Excerpts of pointing data:
- - - - -
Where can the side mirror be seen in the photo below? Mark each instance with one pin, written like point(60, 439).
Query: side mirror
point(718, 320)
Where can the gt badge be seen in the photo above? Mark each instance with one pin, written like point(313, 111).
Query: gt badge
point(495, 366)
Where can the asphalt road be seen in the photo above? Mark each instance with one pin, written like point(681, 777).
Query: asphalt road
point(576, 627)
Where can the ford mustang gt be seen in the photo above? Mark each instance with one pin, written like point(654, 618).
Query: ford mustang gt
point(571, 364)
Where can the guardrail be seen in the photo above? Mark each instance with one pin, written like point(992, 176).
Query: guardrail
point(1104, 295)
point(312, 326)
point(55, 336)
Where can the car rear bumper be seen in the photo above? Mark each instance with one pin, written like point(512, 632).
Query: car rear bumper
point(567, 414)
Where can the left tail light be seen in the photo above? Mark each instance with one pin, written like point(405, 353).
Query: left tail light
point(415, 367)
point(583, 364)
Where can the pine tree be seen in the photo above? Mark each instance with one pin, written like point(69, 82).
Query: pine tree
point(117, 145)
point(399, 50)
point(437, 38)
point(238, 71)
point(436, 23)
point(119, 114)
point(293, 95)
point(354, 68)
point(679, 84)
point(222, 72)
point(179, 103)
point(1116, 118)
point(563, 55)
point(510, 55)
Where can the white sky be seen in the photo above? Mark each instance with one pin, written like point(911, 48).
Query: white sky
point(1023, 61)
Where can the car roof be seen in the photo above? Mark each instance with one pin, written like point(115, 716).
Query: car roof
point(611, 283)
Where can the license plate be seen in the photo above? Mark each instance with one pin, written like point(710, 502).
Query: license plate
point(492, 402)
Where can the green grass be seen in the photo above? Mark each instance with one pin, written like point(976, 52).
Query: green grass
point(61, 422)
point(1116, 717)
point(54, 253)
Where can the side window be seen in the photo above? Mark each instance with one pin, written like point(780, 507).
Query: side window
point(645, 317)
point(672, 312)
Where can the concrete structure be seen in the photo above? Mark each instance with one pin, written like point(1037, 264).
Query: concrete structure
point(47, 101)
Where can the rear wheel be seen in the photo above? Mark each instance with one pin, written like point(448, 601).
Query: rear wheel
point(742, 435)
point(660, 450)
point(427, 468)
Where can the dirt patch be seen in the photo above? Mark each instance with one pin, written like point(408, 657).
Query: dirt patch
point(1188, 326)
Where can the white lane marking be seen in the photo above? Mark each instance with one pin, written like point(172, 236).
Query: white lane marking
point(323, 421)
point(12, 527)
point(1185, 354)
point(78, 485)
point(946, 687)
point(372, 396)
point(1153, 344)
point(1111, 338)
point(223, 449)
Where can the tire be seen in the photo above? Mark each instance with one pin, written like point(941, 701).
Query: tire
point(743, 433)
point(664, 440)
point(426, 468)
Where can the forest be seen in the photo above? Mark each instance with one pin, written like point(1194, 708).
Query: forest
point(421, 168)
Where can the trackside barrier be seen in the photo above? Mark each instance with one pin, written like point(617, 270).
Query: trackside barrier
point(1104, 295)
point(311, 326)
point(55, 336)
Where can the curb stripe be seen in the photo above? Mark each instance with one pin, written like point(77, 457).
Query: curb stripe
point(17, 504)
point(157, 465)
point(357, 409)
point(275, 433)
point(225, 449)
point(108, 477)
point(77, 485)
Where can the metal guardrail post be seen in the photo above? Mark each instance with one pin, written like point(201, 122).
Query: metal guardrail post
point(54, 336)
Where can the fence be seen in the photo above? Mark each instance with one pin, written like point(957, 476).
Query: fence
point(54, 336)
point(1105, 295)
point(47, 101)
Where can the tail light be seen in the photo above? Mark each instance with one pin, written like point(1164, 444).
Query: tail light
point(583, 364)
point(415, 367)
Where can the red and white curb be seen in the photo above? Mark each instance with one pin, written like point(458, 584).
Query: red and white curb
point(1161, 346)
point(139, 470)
- - - - -
■ Work to be completed ■
Starting at the line that contains "Where can the left" and ending with the line that contains "point(672, 312)", rewrite those entries with "pine tree" swapped for "fir tree" and everything else left unchanged.

■ Written solution ■
Where can the left tail light be seen in the photo above? Mark each instance with one pin, written like point(405, 353).
Query: left tail light
point(415, 367)
point(583, 364)
Where can the fir tree be seen in the photo above? Mark each instance with one pin, written like point(69, 82).
Query: fir tree
point(117, 145)
point(399, 50)
point(437, 38)
point(238, 71)
point(436, 23)
point(119, 114)
point(293, 95)
point(354, 68)
point(679, 84)
point(222, 72)
point(179, 103)
point(1116, 118)
point(563, 55)
point(510, 55)
Where can the white sky be seen in the photo above? Mark each instance with one pin, written like point(911, 48).
Query: white sky
point(1023, 61)
Where can the car roof be seen in the photo above? Mark each instance with one pin, written like point(115, 716).
Query: car roof
point(611, 283)
Where can the license plate be seen in the photo above? Mark each instance with one pin, written like point(710, 502).
Query: license plate
point(492, 402)
Where can the green grass be seen in the photo above? Mark each instance with one pin, written like point(976, 52).
Query: green grass
point(61, 422)
point(1116, 717)
point(54, 253)
Where can the side window be seen in the photo above? Mark each instance with one pin, written like point(780, 507).
Query: side window
point(645, 317)
point(672, 312)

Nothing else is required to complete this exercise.